[SET TASKS]:
**1)** Copy the passage from the Lukas vs. Lucas thread word for word, beginning with "I like Lucas" and continuing through "K better. :)".
**2)** In the Lukas vs. Lucas thread, what does starburst1979 say spelling the name with a K is in the UK?

[EXCERPT]:
******

# Lukas vs. Lucas



## B&LsMom

Ladies---What do you think about Lukas rather than the more popular Lucas??


----------



## Sapphire83

Hmm, I'd go for Lucas.


----------



## mrspeanut

I prefer Lucas too, the 'k' just seems to look too harsh?! :)


----------



## skc22

mrspeanut said:


> I prefer Lucas too, the 'k' just seems to look too harsh?! :)

Agree


----------



## starburst1979

Maybe I'm just bias, but I prefer Lucas......it's my son's middle name  xx
In the UK spelling it with a K is more the eastern European way of spelling it, but at the end of the day, it's up to you.  xx


----------



## HelloLovve

As someone who has an unusual name, just keep in mind that if you go with the unusual spelling, your never going to be able to find anything with that name on it. I got so mad when I was little because I could never have that license plate for my bike with my name on it, and people are constantly misspelling my name (teachers, employers, friends, even family). Just my opinion, but spelling it Lukas might be more hassel than it's worth. Great name though. I love Lucas.


----------



## thankful2012

I prefer Lucas I think the K looks weird.


----------



## kateKate

Lucas


----------



## Mummy2B21

Lucas x


----------



## fides

Lucas


----------



## Kate&Lucas

HelloLovve said:


> As someone who has an unusual name, just keep in mind that if you go with the unusual spelling, your never going to be able to find anything with that name on it. I got so mad when I was little because I could never have that license plate for my bike with my name on it, and people are constantly misspelling my name (teachers, employers, friends, even family). Just my opinion, but spelling it Lukas might be more hassel than it's worth. Great name though. I love Lucas.

To be fair I've yet to find anything with Lucas on! It's a really popular name where I am too :dohh:

I personally prefer Lucas, but I have had people remark they prefer the spelling Lukas or the Polish Lukasz (which is v. nice but I think is pronounced slightly differently).


----------



## ttc1soon

I like Lucas better too, if you spell it differently your son will have his name constantly spelled wrong or will have to always so "Lucas with a K". My mom is "Christine with a K" and I actually like it better with a K but she hates that she always has to say that.


----------



## Saphira

I like the spelling with a K better. :)

******

[Object position labeling records]:
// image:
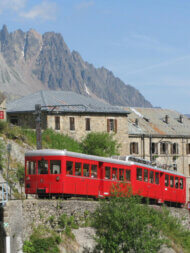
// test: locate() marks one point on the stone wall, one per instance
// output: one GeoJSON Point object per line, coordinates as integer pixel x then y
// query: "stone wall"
{"type": "Point", "coordinates": [98, 123]}
{"type": "Point", "coordinates": [182, 159]}
{"type": "Point", "coordinates": [20, 217]}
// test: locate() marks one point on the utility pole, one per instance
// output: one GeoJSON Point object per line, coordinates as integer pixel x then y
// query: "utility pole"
{"type": "Point", "coordinates": [38, 126]}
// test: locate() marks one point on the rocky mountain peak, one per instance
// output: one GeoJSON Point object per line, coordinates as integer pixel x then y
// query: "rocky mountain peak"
{"type": "Point", "coordinates": [46, 61]}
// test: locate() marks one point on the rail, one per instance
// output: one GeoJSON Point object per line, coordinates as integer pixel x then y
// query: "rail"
{"type": "Point", "coordinates": [3, 193]}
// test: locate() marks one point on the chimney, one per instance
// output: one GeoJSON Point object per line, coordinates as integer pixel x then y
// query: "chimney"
{"type": "Point", "coordinates": [166, 119]}
{"type": "Point", "coordinates": [181, 118]}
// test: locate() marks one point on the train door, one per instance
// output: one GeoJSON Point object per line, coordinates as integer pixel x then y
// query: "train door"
{"type": "Point", "coordinates": [162, 186]}
{"type": "Point", "coordinates": [43, 181]}
{"type": "Point", "coordinates": [101, 179]}
{"type": "Point", "coordinates": [80, 182]}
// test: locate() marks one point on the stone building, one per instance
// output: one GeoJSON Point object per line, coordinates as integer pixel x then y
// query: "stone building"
{"type": "Point", "coordinates": [162, 136]}
{"type": "Point", "coordinates": [2, 108]}
{"type": "Point", "coordinates": [159, 135]}
{"type": "Point", "coordinates": [71, 114]}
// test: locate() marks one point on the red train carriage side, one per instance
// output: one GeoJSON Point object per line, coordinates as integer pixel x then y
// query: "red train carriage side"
{"type": "Point", "coordinates": [56, 172]}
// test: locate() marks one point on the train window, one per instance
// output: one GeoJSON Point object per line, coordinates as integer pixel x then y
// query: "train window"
{"type": "Point", "coordinates": [43, 167]}
{"type": "Point", "coordinates": [86, 170]}
{"type": "Point", "coordinates": [157, 178]}
{"type": "Point", "coordinates": [171, 181]}
{"type": "Point", "coordinates": [31, 167]}
{"type": "Point", "coordinates": [78, 169]}
{"type": "Point", "coordinates": [55, 167]}
{"type": "Point", "coordinates": [139, 174]}
{"type": "Point", "coordinates": [121, 174]}
{"type": "Point", "coordinates": [107, 173]}
{"type": "Point", "coordinates": [151, 177]}
{"type": "Point", "coordinates": [69, 168]}
{"type": "Point", "coordinates": [176, 182]}
{"type": "Point", "coordinates": [181, 183]}
{"type": "Point", "coordinates": [128, 175]}
{"type": "Point", "coordinates": [94, 171]}
{"type": "Point", "coordinates": [145, 175]}
{"type": "Point", "coordinates": [166, 180]}
{"type": "Point", "coordinates": [114, 173]}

******

[THE RESPONSES]:
**1)**
I like Lucas better too, if you spell it differently your son will have his name constantly spelled wrong or will have to always so "Lucas with a K". My mom is "Christine with a K" and I actually like it better with a K but she hates that she always has to say that.


----------



## Saphira

I like the spelling with a K better. :)

**2)** It is more the eastern European way of spelling it.